- _Task details_
Extract exactly the range of lines bounded by the line containing "Study the picture above. For each instance of the white coffee" and the final line of the listing, both ends included, and no other lines.

- _Data to use_
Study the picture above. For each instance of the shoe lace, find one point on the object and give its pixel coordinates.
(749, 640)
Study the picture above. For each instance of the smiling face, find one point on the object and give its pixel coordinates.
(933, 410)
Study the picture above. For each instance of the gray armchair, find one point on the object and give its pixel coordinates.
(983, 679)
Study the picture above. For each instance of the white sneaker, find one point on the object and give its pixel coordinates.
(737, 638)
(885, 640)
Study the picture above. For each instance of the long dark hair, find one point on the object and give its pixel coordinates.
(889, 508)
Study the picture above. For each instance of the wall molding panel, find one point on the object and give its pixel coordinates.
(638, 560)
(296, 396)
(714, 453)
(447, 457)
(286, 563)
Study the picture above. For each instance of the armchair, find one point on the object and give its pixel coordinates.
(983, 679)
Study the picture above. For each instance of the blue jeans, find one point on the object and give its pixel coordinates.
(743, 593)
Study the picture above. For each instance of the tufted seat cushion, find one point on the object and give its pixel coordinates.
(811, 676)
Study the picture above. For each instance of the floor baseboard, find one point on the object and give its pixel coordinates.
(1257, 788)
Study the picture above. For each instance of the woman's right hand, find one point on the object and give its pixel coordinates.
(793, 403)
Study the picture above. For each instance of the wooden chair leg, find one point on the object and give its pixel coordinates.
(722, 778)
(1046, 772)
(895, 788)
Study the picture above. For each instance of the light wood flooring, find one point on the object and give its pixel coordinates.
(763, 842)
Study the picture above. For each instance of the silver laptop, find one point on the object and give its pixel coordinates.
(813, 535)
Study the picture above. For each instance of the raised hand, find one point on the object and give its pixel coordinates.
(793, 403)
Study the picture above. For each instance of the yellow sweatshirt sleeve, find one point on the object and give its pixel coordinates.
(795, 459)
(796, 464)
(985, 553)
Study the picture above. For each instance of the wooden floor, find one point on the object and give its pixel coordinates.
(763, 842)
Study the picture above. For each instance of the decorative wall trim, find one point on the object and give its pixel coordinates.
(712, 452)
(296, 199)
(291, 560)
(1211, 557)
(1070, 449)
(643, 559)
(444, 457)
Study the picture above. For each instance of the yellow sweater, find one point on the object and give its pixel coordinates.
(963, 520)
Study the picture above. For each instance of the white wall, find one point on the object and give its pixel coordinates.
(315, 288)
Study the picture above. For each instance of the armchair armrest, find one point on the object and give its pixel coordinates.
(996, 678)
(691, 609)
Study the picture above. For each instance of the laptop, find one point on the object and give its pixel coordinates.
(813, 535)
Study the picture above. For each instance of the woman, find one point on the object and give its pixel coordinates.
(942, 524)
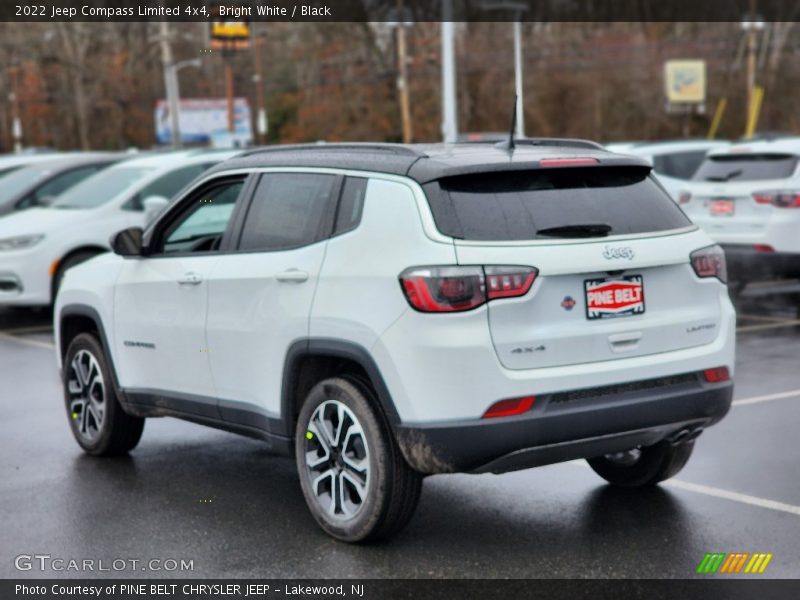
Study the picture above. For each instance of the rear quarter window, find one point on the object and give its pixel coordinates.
(515, 206)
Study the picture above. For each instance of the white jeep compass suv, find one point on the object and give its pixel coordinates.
(384, 312)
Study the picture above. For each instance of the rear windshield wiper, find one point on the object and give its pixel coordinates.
(726, 177)
(577, 231)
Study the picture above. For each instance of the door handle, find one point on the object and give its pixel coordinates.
(292, 276)
(190, 279)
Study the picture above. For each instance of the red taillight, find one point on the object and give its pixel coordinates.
(717, 375)
(509, 408)
(546, 163)
(710, 262)
(778, 198)
(507, 282)
(456, 289)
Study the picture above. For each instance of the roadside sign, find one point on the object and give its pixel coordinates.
(685, 81)
(204, 120)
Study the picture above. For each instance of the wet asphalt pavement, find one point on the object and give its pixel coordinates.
(187, 492)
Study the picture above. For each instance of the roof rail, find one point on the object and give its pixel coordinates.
(557, 142)
(395, 149)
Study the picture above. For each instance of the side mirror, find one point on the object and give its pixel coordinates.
(128, 242)
(153, 205)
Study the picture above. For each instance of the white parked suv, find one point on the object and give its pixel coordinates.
(383, 312)
(747, 198)
(674, 162)
(38, 245)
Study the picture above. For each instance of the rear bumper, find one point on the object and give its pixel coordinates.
(567, 426)
(747, 264)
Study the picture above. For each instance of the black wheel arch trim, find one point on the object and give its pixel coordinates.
(334, 348)
(84, 310)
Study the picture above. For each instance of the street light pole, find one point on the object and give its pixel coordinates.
(449, 103)
(170, 84)
(16, 122)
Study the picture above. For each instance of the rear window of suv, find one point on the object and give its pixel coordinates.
(746, 167)
(517, 205)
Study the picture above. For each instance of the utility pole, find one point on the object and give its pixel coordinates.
(752, 26)
(258, 79)
(402, 77)
(520, 133)
(16, 122)
(449, 103)
(170, 84)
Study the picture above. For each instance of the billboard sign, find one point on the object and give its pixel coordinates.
(204, 120)
(685, 81)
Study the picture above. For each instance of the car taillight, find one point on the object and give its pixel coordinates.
(456, 289)
(778, 198)
(710, 262)
(547, 163)
(717, 375)
(509, 408)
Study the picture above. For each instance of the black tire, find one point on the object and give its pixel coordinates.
(391, 487)
(97, 421)
(67, 263)
(653, 465)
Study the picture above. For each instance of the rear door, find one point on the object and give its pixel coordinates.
(260, 296)
(596, 298)
(161, 301)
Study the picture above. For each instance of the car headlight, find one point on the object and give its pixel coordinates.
(20, 242)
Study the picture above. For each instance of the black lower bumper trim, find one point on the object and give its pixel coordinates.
(546, 436)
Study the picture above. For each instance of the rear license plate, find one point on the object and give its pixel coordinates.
(614, 297)
(722, 208)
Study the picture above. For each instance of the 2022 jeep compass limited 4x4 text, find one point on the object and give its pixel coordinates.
(385, 312)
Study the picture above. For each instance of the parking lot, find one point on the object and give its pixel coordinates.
(221, 501)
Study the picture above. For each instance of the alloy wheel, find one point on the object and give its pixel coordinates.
(337, 460)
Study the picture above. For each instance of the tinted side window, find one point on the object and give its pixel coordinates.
(201, 226)
(517, 205)
(289, 210)
(351, 203)
(681, 165)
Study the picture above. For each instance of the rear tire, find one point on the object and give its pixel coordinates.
(643, 466)
(99, 424)
(355, 480)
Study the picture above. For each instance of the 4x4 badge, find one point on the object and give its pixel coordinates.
(611, 253)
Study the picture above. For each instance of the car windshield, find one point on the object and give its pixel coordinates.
(99, 189)
(21, 180)
(746, 167)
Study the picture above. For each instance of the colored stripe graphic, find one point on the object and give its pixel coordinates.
(722, 563)
(711, 562)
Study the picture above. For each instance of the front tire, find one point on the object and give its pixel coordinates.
(642, 467)
(355, 480)
(99, 424)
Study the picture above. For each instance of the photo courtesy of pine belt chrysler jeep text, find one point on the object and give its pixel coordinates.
(385, 312)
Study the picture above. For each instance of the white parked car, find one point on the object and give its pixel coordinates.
(747, 198)
(674, 162)
(38, 245)
(384, 312)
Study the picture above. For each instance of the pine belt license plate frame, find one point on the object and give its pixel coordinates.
(631, 307)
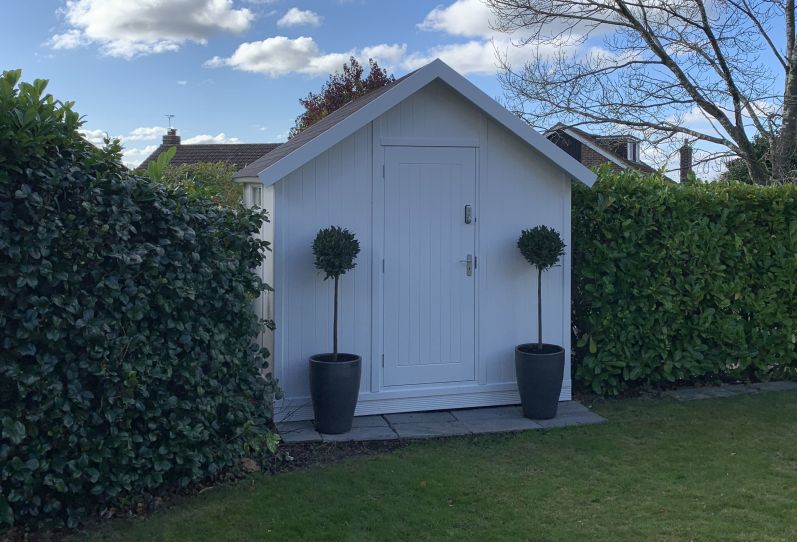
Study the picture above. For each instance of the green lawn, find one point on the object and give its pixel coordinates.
(721, 469)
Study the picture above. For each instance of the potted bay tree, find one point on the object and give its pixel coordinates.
(539, 367)
(335, 376)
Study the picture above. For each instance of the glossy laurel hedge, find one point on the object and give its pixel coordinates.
(126, 325)
(683, 282)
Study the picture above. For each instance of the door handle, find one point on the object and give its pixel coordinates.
(468, 264)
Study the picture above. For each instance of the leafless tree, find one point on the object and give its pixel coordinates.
(654, 65)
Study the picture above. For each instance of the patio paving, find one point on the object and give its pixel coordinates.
(441, 423)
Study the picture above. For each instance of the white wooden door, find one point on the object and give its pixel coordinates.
(429, 288)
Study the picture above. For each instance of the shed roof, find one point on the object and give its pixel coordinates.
(357, 113)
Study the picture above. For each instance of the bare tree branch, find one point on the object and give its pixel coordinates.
(651, 65)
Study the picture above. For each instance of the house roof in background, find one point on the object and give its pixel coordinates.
(237, 154)
(600, 145)
(358, 113)
(308, 134)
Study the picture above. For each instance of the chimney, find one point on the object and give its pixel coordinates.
(171, 138)
(686, 161)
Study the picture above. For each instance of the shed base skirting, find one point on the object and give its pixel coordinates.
(415, 400)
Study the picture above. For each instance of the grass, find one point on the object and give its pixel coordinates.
(721, 469)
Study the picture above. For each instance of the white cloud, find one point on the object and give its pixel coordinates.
(96, 137)
(206, 138)
(71, 39)
(469, 18)
(132, 157)
(480, 57)
(280, 55)
(127, 29)
(299, 17)
(145, 133)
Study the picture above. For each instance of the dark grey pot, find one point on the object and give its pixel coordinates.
(334, 387)
(539, 376)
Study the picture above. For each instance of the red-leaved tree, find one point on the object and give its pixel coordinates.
(340, 89)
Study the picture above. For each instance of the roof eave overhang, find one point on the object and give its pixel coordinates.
(405, 88)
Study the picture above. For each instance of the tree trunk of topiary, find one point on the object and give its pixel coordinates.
(539, 308)
(335, 325)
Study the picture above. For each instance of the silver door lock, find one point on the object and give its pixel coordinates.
(468, 264)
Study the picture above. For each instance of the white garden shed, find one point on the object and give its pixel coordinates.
(436, 180)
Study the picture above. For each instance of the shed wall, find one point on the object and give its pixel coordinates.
(516, 188)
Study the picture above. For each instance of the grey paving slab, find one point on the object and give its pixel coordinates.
(431, 429)
(501, 425)
(369, 421)
(360, 434)
(295, 432)
(487, 413)
(416, 425)
(438, 416)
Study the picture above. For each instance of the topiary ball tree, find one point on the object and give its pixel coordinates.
(542, 247)
(335, 250)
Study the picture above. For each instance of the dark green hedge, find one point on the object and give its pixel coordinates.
(126, 325)
(683, 282)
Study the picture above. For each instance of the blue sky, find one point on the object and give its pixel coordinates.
(230, 70)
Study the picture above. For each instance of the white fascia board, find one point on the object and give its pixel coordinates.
(246, 180)
(434, 70)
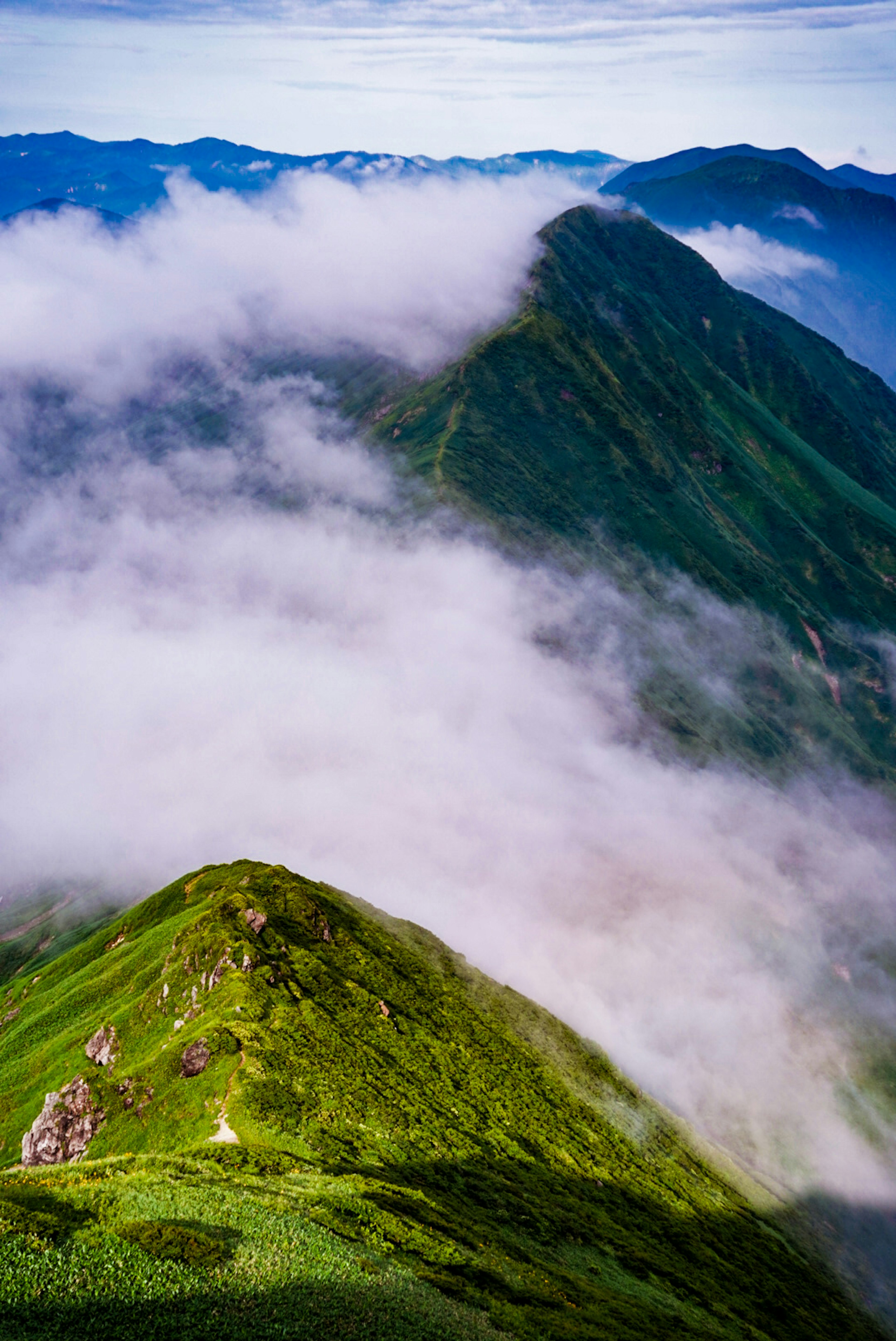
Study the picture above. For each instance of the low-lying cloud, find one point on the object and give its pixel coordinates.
(742, 255)
(254, 646)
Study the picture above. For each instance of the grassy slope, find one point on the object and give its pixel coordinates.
(640, 391)
(466, 1138)
(753, 191)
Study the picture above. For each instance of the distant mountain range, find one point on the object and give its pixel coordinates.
(129, 176)
(839, 270)
(689, 160)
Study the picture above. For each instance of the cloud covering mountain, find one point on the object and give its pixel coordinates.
(233, 629)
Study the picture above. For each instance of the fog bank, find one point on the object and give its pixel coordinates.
(246, 643)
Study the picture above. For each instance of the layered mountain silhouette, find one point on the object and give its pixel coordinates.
(690, 160)
(848, 288)
(640, 399)
(129, 176)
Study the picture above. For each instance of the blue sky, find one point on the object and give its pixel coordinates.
(443, 77)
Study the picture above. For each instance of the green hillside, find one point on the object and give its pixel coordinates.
(423, 1154)
(638, 399)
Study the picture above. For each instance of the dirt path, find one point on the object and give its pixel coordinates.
(224, 1131)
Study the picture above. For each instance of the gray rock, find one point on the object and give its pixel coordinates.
(65, 1127)
(195, 1060)
(104, 1046)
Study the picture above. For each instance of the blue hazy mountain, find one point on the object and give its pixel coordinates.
(129, 176)
(54, 204)
(839, 274)
(689, 160)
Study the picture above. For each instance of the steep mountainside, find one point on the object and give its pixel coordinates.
(380, 1089)
(840, 273)
(848, 226)
(638, 392)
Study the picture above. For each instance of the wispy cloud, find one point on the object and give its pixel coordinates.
(742, 255)
(569, 21)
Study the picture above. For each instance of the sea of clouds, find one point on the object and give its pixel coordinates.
(262, 644)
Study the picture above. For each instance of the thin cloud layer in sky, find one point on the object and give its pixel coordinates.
(632, 80)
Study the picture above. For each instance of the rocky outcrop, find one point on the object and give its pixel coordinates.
(195, 1060)
(104, 1046)
(65, 1127)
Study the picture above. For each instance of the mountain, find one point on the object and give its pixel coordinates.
(876, 182)
(296, 1116)
(56, 203)
(128, 176)
(639, 406)
(847, 225)
(851, 298)
(687, 160)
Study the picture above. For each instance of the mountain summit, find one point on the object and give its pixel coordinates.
(251, 1061)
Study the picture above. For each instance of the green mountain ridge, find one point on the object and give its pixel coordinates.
(414, 1139)
(639, 397)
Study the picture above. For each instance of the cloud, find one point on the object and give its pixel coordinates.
(534, 19)
(800, 214)
(412, 271)
(744, 257)
(227, 631)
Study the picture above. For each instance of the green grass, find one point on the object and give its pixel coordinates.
(160, 1249)
(467, 1142)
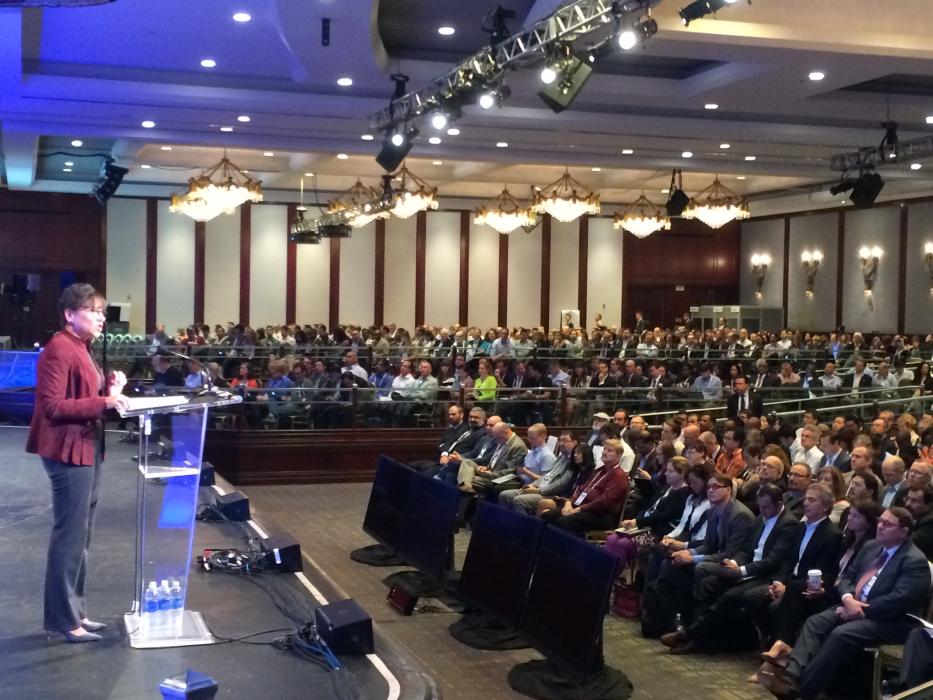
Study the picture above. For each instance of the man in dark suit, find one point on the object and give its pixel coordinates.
(743, 400)
(889, 579)
(456, 429)
(720, 588)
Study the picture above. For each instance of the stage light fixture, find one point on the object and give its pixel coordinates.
(866, 190)
(561, 93)
(111, 177)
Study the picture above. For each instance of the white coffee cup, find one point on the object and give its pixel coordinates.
(814, 579)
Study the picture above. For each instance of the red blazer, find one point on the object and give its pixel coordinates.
(69, 402)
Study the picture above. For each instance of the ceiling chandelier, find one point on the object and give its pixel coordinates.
(642, 218)
(504, 213)
(716, 206)
(566, 199)
(217, 190)
(412, 194)
(358, 206)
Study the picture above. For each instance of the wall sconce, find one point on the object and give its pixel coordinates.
(811, 265)
(928, 262)
(760, 262)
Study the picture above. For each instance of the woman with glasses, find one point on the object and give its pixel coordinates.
(66, 432)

- _Completed exercise_
Study the picture above. For each instance of the white coffee cup, find one point on the object and give its pixel coordinates.
(814, 579)
Study the picture above. For each instance of the red blazer, find one point on the object and give its pixel coordinates.
(69, 402)
Study the picture above. For each instance of the ceiling chandelier, find one point on the object and give its pixel coordinates.
(642, 218)
(504, 213)
(716, 206)
(566, 199)
(217, 190)
(412, 194)
(358, 206)
Study the picture above. For each instance of the wall sconce, find one point on the object and give its pixel coordinates.
(811, 265)
(928, 262)
(760, 262)
Study the picture above. For each instance of the woman with glasses, find one point on the object and give its pixel coordinates.
(66, 432)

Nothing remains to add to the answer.